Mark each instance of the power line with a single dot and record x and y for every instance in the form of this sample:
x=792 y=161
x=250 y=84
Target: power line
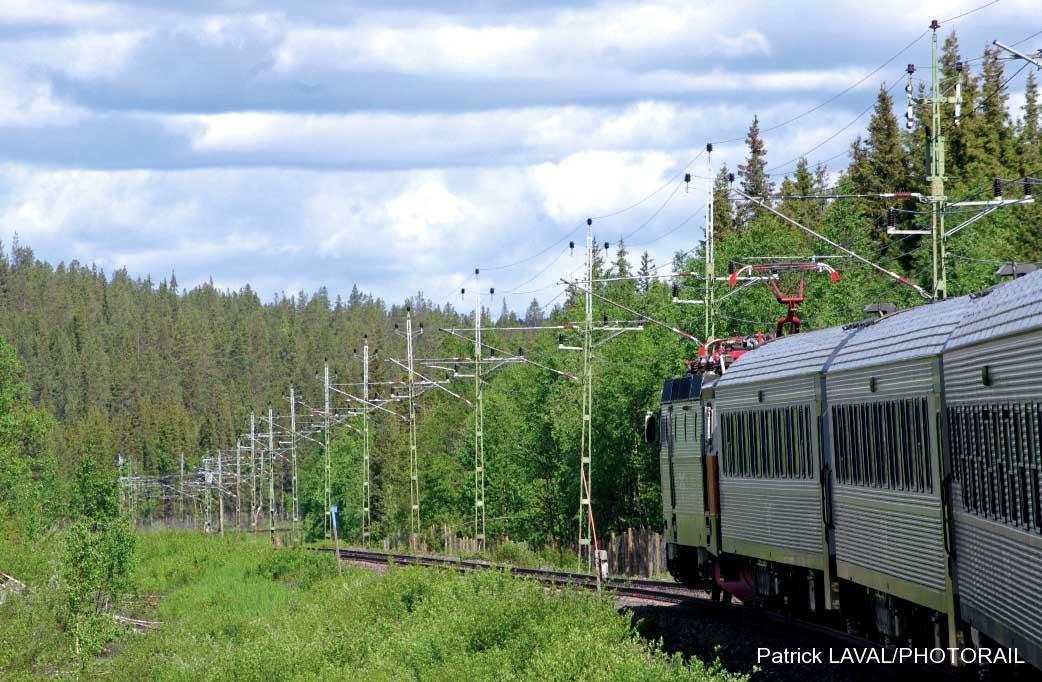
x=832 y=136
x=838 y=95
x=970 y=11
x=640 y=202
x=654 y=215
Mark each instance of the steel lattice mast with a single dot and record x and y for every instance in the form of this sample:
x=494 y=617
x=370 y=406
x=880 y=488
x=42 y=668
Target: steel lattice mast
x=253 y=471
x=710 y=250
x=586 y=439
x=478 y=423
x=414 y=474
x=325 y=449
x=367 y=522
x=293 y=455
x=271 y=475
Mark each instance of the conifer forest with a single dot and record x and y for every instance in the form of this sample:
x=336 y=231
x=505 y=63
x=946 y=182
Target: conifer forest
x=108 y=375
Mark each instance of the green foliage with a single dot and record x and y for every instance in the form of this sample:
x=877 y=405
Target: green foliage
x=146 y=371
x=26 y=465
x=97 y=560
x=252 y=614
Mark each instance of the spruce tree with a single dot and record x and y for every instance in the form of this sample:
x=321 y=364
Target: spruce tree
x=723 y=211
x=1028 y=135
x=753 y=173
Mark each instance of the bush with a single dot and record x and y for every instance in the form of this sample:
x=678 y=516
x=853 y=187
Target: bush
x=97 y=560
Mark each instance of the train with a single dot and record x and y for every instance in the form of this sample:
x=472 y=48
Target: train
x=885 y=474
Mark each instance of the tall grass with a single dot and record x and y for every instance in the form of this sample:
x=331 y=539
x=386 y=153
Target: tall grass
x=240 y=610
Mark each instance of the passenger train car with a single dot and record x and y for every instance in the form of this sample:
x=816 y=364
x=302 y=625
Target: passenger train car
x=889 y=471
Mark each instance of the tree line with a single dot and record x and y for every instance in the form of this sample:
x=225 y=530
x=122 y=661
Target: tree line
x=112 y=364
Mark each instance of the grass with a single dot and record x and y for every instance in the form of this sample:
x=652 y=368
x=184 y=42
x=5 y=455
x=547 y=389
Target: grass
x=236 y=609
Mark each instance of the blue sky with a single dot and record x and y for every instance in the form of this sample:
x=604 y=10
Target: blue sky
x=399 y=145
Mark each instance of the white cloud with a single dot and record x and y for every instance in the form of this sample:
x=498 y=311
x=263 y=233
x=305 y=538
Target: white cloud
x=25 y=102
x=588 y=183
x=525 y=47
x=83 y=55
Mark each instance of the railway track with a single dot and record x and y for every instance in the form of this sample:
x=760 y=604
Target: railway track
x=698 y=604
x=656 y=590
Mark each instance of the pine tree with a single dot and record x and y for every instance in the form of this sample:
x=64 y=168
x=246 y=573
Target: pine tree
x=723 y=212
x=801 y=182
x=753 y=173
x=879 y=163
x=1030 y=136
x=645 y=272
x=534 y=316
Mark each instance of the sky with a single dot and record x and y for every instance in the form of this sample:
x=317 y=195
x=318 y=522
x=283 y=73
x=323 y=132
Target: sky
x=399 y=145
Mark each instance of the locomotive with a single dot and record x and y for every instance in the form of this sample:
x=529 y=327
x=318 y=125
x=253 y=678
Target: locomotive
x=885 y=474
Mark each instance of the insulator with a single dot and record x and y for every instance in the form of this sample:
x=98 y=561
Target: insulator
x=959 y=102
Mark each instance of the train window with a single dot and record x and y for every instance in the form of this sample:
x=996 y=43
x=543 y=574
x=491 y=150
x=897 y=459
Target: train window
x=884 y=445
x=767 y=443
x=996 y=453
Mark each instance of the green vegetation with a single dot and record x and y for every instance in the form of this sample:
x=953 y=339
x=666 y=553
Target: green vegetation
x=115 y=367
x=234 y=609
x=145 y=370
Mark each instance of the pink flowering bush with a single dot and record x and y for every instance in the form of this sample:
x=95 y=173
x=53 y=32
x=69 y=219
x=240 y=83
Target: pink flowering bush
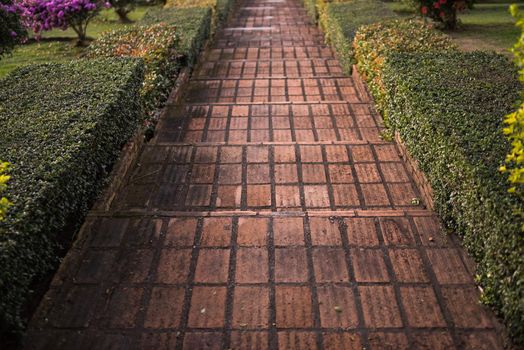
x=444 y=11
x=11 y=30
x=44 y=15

========

Given task:
Reproduce the listing above verbatim, leaving out the pictures.

Solution for this exercise:
Mark each instance of the power line with a single dot and record x and y for every instance in the form of this sample:
x=792 y=161
x=250 y=84
Target: power line
x=832 y=136
x=838 y=95
x=970 y=11
x=640 y=202
x=654 y=215
Mark each instance of the steel lattice mast with a single dot and record x and y for every instance in the form of this sample:
x=494 y=617
x=370 y=406
x=880 y=488
x=42 y=668
Target: steel lattice mast
x=253 y=471
x=710 y=250
x=586 y=439
x=478 y=423
x=414 y=474
x=325 y=449
x=367 y=522
x=293 y=455
x=271 y=475
Mark each instance of the conifer forest with a single dot and record x and y for every instance in the form of this sample:
x=336 y=231
x=505 y=63
x=946 y=182
Target: conifer forest
x=108 y=375
Mark each instance of the green foliage with a single dot and record x and y for every instance in the form of this sample:
x=877 y=405
Target: green foliage
x=146 y=371
x=26 y=465
x=97 y=560
x=252 y=614
Mark each instance of the spruce tree with a single dot and record x and y for every instance in the form of this sample:
x=321 y=364
Target: spruce tree
x=723 y=211
x=1028 y=135
x=753 y=173
Mark each instance of the bush with a single dot and record x and y for every instance in the form of this sample:
x=678 y=516
x=853 y=187
Target: bush
x=97 y=560
Mark each instance of the train with a single dot and record x and y for every instance in the form of this sample:
x=472 y=48
Target: train
x=885 y=474
Mark each instance of the tall grass with a single dot and record x and y for every instance in the form of this sample:
x=331 y=539
x=386 y=153
Target: tall grass
x=240 y=610
Mark each instance of the passenger train car with a single dot and record x and y for every instance in the form of this sample:
x=816 y=364
x=302 y=625
Target: passenger train car
x=889 y=471
Mark each instance of the tree line with a single dot and record x and y for every instance in the form of this sample:
x=225 y=530
x=122 y=661
Target: tree line
x=112 y=364
Mark each instance of the grass with a single dot and record x and y for every instance in the form of this sample:
x=652 y=368
x=184 y=42
x=5 y=455
x=547 y=389
Target: grass
x=236 y=609
Mark each instance of the blue sky with a single dot and record x and y for every instance in the form of this sample:
x=604 y=10
Target: blue sky
x=399 y=145
Mark each instance of the white cloud with a single dot and record x and y for every instance in the form of this sample:
x=498 y=311
x=263 y=233
x=305 y=538
Target: white cloud
x=25 y=102
x=588 y=183
x=525 y=47
x=83 y=55
Mark each instance of the railway track with a single dot and record x and y for every instance in the form of this sample:
x=760 y=604
Target: railway track
x=698 y=604
x=656 y=590
Mark each instance of the pine tree with a single dot and record x and y for every instance in the form of this sample:
x=64 y=168
x=246 y=573
Target: pine tree
x=723 y=212
x=801 y=182
x=753 y=173
x=879 y=163
x=1030 y=136
x=645 y=272
x=534 y=316
Mark each instance of the sky with a single dot and record x and y for every instance in the form of this sample:
x=317 y=195
x=318 y=522
x=283 y=73
x=323 y=132
Target: sky
x=399 y=145
Mark each instance of the locomotive with a single dot and record x and y for every instance in the form of this sample:
x=529 y=327
x=318 y=125
x=253 y=678
Target: locomotive
x=885 y=474
Mark each instance of the insulator with a single dot and record x and y for every instance in the form of this sample:
x=98 y=561
Target: insulator
x=959 y=102
Mark each instance of the train window with a single dot and record x and y for every instance in the form of this sample:
x=996 y=43
x=543 y=574
x=491 y=150
x=897 y=459
Target: train window
x=884 y=445
x=767 y=443
x=996 y=453
Mark each instance of the green vegetation with a single dot and record x and y for every instance in the form of this sample:
x=953 y=339
x=666 y=553
Target: green vegetation
x=115 y=367
x=234 y=609
x=145 y=370
Mark each instance of the pink flowering bush with a single dot and record x and y for every instance in the form of this sample:
x=95 y=173
x=53 y=32
x=69 y=219
x=240 y=83
Target: pink flowering bush
x=444 y=11
x=11 y=30
x=44 y=15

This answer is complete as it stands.